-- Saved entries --

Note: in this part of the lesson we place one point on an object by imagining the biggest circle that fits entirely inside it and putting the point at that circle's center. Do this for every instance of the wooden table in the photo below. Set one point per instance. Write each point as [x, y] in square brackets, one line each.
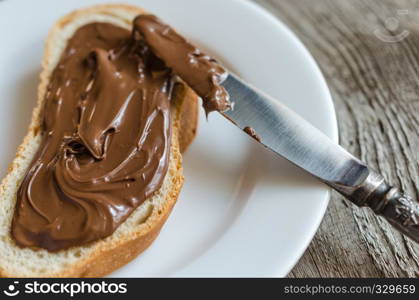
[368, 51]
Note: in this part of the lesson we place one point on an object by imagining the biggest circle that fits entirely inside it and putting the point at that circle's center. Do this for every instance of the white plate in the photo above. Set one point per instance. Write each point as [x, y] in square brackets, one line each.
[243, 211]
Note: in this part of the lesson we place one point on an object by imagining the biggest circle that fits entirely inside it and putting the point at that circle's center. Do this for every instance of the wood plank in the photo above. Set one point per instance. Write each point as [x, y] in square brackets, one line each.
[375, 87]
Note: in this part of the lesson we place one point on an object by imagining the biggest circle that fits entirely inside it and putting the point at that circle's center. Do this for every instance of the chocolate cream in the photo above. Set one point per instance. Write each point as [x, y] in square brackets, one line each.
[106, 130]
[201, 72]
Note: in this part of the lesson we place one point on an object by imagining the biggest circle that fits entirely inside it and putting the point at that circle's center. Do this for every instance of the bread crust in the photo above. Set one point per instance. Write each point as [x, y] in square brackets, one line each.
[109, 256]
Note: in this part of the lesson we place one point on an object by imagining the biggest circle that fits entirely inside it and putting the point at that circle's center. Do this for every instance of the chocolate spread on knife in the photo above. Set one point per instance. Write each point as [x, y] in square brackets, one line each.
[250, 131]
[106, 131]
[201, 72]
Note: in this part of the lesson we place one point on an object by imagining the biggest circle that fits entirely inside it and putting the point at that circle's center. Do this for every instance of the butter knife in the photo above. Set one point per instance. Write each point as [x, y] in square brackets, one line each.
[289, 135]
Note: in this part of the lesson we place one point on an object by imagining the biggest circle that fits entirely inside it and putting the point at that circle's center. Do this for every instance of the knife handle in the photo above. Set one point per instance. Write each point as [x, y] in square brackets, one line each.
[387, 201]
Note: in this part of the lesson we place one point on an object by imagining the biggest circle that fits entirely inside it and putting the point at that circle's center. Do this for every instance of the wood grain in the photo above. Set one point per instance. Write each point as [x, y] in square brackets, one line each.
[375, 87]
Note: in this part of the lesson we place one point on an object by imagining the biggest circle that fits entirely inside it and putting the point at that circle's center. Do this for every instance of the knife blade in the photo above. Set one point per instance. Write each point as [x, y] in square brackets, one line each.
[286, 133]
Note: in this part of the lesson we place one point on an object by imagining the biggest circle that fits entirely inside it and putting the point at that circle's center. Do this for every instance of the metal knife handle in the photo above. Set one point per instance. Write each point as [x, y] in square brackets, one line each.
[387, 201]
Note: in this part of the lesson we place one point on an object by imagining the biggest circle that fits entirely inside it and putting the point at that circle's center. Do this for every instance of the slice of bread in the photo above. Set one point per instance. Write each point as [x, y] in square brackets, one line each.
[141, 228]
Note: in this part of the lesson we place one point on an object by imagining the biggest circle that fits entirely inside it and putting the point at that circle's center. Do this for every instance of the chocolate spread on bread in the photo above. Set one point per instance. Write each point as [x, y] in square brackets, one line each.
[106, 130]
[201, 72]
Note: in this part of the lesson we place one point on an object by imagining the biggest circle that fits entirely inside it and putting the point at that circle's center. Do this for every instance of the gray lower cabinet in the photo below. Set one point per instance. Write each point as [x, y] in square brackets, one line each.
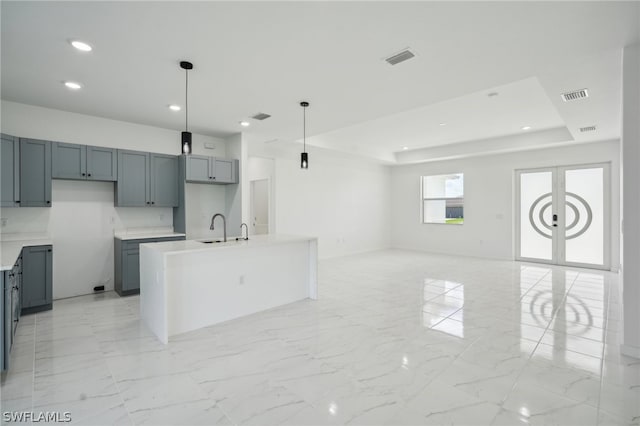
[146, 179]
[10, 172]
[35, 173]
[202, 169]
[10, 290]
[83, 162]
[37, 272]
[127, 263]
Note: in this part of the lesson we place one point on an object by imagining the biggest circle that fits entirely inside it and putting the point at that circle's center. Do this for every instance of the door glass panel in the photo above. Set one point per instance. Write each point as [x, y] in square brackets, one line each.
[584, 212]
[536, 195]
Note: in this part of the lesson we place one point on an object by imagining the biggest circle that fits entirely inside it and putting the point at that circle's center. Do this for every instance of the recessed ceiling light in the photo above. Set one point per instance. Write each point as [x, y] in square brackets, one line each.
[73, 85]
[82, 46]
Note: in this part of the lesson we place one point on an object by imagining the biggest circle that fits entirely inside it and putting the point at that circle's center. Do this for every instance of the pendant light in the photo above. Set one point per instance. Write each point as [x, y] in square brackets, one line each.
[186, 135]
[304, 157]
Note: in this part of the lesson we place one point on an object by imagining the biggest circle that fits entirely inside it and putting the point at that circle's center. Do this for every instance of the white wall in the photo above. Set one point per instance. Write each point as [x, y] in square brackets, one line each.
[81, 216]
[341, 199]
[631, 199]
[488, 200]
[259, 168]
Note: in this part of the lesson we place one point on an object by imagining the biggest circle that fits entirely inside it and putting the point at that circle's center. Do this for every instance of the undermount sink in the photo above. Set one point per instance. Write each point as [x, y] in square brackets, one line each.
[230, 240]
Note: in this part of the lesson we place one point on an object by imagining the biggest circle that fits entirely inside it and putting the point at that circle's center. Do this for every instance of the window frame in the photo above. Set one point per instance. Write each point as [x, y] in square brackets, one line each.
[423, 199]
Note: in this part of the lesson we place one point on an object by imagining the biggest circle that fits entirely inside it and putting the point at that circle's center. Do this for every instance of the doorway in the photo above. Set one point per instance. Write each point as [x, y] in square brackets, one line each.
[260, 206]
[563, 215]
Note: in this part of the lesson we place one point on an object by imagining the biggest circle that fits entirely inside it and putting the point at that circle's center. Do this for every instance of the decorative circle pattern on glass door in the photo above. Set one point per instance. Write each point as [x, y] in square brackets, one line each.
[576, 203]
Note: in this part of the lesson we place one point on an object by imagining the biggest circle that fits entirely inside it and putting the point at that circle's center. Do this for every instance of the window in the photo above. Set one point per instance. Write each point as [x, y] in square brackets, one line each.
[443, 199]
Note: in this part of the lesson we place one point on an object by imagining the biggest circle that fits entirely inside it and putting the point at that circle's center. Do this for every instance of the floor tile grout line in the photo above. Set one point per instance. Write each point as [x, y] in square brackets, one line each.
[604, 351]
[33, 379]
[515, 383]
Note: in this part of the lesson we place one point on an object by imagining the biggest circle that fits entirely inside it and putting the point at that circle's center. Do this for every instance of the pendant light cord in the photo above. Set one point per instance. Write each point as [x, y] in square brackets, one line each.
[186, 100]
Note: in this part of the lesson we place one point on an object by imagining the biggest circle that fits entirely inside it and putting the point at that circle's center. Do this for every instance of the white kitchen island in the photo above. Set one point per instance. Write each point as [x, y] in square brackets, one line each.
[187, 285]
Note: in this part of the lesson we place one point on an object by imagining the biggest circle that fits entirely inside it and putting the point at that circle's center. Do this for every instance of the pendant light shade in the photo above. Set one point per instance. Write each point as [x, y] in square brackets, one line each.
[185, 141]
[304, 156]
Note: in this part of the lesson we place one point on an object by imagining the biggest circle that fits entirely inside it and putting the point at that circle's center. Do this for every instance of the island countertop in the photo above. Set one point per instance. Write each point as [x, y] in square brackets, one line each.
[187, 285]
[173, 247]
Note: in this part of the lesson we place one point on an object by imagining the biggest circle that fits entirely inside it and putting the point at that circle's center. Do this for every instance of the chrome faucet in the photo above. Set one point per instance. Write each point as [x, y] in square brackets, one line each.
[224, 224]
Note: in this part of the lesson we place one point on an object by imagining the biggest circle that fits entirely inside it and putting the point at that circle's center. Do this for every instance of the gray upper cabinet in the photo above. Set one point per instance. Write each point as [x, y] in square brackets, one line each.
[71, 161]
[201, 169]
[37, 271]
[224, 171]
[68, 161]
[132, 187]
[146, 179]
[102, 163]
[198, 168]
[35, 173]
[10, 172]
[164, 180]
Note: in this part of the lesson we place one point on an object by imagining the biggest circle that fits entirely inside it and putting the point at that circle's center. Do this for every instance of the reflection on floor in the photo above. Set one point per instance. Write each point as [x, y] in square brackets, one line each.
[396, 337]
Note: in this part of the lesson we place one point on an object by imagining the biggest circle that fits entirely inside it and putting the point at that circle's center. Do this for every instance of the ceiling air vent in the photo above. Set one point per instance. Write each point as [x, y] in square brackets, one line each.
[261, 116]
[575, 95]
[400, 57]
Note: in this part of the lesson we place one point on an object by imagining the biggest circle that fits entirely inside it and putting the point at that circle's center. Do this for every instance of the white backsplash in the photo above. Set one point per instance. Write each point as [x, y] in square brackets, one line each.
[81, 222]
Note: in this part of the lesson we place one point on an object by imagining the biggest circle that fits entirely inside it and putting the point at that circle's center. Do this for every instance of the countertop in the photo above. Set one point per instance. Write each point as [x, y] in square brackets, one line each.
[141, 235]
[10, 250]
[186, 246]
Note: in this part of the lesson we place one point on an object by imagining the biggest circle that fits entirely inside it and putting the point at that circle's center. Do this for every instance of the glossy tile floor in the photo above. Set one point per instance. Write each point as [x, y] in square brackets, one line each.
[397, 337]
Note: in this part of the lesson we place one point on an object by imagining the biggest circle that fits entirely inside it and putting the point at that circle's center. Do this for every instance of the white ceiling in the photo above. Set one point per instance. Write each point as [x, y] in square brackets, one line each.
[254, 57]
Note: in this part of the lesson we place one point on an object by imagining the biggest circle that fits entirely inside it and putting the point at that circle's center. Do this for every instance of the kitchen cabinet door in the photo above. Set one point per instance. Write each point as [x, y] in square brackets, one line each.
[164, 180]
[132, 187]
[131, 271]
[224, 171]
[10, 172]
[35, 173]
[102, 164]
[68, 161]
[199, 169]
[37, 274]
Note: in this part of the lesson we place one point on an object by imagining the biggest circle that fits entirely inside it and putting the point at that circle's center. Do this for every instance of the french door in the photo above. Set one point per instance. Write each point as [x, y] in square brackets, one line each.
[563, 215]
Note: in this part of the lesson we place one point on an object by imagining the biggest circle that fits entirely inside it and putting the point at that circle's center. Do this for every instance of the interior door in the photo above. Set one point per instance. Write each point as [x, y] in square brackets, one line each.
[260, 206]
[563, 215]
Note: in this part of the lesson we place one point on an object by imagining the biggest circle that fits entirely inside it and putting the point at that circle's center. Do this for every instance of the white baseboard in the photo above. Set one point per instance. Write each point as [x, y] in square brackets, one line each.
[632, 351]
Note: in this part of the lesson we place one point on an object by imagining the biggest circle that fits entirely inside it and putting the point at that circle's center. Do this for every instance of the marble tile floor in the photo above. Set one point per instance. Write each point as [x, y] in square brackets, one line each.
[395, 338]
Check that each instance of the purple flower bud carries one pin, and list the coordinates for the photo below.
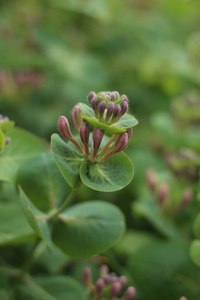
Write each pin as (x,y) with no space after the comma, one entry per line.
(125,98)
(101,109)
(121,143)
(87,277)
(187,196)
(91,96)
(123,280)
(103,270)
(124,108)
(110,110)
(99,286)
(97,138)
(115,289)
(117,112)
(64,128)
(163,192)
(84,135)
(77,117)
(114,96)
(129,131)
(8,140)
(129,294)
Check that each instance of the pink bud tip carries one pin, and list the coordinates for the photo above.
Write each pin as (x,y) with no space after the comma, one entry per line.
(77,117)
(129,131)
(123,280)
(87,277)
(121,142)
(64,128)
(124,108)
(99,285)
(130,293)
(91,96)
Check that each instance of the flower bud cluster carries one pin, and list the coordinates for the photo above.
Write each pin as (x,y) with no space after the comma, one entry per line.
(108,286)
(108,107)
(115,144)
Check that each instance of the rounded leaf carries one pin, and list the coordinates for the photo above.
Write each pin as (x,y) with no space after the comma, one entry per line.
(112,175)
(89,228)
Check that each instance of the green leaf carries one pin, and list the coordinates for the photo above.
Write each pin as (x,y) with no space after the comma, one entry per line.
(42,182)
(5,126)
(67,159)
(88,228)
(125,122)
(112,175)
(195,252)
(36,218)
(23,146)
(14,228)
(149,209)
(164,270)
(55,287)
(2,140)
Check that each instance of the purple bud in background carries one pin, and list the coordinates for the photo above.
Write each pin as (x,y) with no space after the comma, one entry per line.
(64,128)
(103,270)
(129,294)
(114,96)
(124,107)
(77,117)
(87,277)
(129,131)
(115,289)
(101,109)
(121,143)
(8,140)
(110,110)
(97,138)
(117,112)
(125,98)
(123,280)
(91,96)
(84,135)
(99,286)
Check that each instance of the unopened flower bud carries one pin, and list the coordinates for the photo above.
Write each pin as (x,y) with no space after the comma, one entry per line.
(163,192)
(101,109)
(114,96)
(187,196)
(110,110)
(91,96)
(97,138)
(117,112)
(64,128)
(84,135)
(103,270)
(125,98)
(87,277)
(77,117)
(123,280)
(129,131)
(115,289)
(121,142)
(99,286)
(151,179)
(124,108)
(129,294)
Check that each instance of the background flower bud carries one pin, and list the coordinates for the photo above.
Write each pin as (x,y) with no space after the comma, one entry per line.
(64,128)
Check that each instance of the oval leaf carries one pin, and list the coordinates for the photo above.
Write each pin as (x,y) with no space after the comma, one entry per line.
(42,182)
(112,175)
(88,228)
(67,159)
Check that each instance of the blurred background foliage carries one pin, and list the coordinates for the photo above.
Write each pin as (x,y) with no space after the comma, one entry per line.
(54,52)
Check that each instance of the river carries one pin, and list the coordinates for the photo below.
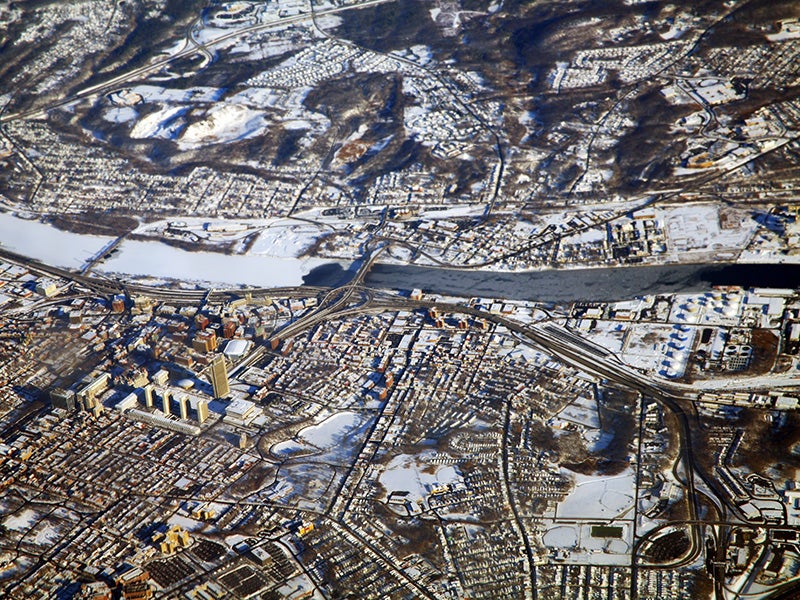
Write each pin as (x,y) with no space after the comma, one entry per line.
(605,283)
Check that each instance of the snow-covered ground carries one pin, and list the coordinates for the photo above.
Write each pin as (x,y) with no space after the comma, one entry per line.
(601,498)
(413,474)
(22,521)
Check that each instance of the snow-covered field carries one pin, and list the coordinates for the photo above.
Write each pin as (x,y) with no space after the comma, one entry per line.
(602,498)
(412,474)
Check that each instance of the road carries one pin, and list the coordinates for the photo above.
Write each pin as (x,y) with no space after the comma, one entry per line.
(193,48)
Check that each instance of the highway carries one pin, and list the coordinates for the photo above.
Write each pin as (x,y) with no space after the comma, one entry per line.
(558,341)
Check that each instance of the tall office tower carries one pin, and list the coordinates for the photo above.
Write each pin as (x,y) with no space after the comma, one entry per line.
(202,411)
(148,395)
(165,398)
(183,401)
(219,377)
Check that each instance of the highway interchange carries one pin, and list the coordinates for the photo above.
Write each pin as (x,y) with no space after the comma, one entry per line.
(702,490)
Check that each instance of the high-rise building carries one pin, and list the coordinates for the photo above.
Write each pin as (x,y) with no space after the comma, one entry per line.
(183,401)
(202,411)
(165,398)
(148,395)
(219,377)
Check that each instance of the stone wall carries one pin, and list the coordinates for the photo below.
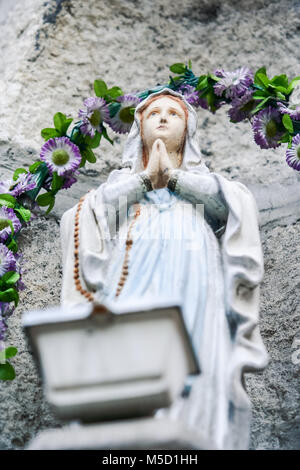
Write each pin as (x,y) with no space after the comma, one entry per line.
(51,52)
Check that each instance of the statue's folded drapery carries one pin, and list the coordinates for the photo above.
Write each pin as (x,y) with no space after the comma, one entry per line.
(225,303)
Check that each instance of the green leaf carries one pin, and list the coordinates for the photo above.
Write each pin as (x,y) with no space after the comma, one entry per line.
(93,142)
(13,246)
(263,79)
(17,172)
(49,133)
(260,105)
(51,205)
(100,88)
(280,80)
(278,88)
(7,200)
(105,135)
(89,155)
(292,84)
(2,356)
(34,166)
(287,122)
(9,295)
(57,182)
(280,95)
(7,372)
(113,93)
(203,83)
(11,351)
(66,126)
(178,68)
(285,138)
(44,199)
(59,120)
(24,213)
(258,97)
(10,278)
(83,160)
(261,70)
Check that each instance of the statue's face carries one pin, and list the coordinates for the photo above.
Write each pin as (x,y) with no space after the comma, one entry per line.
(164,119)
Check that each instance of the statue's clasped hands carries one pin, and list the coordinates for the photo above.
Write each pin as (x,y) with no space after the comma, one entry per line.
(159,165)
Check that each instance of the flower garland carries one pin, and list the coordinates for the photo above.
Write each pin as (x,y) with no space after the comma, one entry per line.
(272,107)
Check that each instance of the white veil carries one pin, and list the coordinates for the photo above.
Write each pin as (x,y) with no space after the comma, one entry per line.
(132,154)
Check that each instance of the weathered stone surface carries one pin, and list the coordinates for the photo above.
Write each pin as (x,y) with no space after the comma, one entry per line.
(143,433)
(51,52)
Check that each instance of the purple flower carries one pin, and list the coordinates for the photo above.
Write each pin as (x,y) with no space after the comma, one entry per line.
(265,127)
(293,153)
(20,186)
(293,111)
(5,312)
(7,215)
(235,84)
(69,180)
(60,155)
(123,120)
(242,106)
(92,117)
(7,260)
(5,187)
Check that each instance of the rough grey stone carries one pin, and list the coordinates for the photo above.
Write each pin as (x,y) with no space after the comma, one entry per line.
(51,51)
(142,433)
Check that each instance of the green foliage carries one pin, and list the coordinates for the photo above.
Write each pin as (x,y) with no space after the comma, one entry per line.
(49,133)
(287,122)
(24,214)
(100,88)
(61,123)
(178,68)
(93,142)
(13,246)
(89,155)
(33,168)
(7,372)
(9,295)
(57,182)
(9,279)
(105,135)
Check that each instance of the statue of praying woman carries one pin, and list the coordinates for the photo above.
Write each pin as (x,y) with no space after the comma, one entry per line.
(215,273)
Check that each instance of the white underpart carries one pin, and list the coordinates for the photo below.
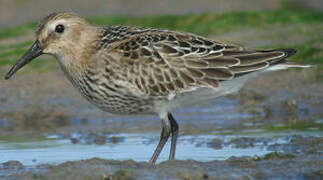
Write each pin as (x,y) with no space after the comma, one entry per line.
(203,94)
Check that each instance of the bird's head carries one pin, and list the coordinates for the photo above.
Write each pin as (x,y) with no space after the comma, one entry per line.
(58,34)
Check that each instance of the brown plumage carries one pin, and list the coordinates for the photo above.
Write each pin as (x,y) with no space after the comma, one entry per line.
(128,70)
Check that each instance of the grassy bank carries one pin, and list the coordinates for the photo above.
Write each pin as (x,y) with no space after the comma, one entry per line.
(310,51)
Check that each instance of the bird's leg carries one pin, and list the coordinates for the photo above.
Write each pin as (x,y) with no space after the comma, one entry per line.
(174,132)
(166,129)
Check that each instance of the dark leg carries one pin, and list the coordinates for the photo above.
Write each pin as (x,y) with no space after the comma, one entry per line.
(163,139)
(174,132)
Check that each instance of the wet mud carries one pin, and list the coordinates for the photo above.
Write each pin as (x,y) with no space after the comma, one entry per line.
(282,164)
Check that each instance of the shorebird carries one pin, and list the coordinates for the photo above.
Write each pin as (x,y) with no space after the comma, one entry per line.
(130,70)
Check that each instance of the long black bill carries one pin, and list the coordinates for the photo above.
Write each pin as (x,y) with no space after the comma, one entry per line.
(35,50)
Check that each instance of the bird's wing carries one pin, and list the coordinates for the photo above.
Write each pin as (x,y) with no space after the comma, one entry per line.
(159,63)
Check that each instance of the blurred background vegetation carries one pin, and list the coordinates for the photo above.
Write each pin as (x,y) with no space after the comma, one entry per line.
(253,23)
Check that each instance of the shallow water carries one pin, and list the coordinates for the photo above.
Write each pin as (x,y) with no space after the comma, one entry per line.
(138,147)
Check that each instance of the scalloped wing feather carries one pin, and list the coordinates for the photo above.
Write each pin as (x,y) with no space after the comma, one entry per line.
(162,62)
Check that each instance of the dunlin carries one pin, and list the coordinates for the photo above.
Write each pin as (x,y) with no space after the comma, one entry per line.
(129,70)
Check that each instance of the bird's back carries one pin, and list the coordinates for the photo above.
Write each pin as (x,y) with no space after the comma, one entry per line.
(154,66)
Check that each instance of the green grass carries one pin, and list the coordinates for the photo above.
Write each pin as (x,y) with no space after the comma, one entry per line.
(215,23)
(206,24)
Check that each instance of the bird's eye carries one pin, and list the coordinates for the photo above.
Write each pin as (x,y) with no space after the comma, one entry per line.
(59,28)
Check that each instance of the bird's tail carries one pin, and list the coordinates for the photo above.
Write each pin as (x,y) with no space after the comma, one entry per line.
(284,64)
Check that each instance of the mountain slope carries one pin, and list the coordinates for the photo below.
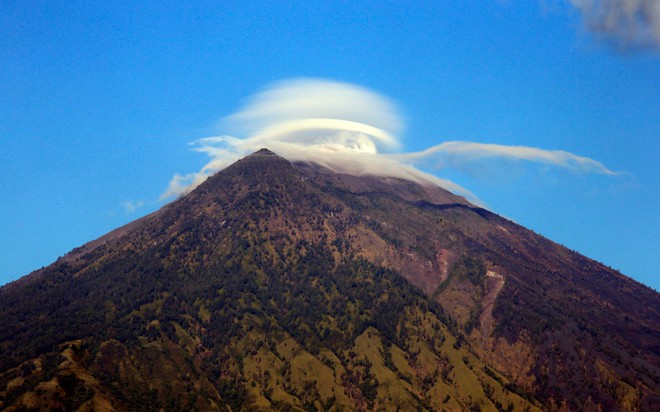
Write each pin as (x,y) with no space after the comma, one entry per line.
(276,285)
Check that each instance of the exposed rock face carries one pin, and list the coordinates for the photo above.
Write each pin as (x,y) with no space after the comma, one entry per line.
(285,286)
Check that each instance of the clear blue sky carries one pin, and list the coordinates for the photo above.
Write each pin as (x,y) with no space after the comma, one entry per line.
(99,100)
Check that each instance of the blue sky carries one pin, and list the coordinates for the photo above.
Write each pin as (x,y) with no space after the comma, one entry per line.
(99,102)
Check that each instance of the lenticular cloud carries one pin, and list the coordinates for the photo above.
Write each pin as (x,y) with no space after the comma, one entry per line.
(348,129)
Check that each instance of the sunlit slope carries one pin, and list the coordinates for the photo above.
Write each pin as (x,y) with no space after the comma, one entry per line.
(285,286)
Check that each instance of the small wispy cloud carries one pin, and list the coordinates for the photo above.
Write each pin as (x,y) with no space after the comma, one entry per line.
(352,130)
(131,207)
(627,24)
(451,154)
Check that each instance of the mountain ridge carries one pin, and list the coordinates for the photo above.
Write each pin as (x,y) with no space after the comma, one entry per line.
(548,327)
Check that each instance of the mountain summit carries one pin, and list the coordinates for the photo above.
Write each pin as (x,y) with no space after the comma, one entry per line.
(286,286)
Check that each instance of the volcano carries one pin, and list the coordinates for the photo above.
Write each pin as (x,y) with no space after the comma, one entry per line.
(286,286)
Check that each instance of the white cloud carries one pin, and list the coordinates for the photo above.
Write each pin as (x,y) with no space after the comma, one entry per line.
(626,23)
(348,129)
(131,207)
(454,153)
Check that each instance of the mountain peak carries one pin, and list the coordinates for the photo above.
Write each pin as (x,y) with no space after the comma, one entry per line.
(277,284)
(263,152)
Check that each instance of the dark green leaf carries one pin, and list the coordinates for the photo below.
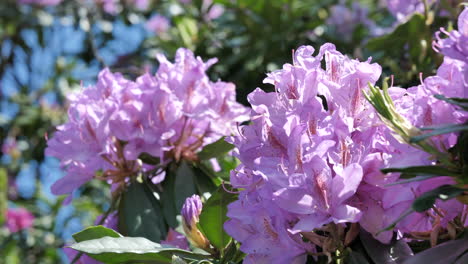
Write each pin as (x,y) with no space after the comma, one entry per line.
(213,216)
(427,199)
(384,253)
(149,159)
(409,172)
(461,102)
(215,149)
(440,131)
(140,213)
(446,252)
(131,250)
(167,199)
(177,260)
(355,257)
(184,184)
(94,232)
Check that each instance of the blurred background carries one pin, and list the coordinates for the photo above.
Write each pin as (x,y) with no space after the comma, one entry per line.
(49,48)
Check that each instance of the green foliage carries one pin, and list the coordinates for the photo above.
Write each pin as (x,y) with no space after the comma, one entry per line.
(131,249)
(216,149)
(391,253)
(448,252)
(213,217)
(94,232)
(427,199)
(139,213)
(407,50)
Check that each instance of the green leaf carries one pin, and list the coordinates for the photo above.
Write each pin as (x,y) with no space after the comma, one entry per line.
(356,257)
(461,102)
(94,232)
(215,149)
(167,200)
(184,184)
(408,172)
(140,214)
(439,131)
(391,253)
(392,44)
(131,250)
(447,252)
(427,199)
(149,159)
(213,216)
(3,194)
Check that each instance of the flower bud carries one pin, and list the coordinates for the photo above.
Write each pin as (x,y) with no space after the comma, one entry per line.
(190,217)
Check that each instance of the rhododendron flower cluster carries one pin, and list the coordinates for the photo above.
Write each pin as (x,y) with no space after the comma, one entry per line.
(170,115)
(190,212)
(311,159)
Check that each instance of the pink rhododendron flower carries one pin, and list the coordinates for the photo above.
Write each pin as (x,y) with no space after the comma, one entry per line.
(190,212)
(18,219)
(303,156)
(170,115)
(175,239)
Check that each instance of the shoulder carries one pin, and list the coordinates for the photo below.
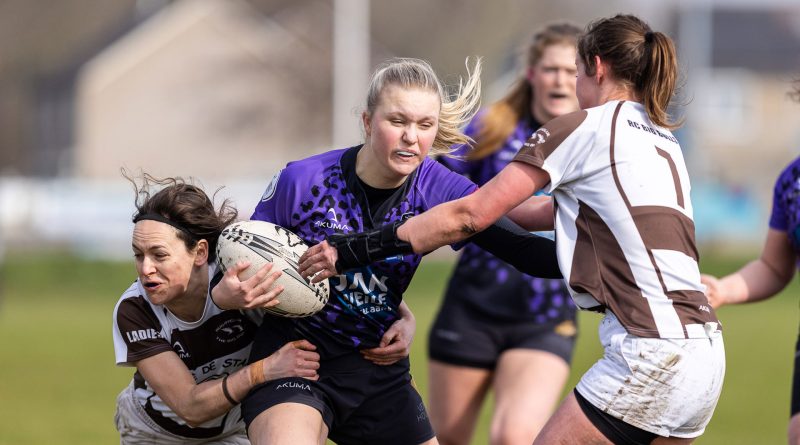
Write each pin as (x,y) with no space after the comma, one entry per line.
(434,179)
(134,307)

-- To do --
Within the records above, count the lines that hold the word "stone" and give only that number.

-- Exercise solution --
3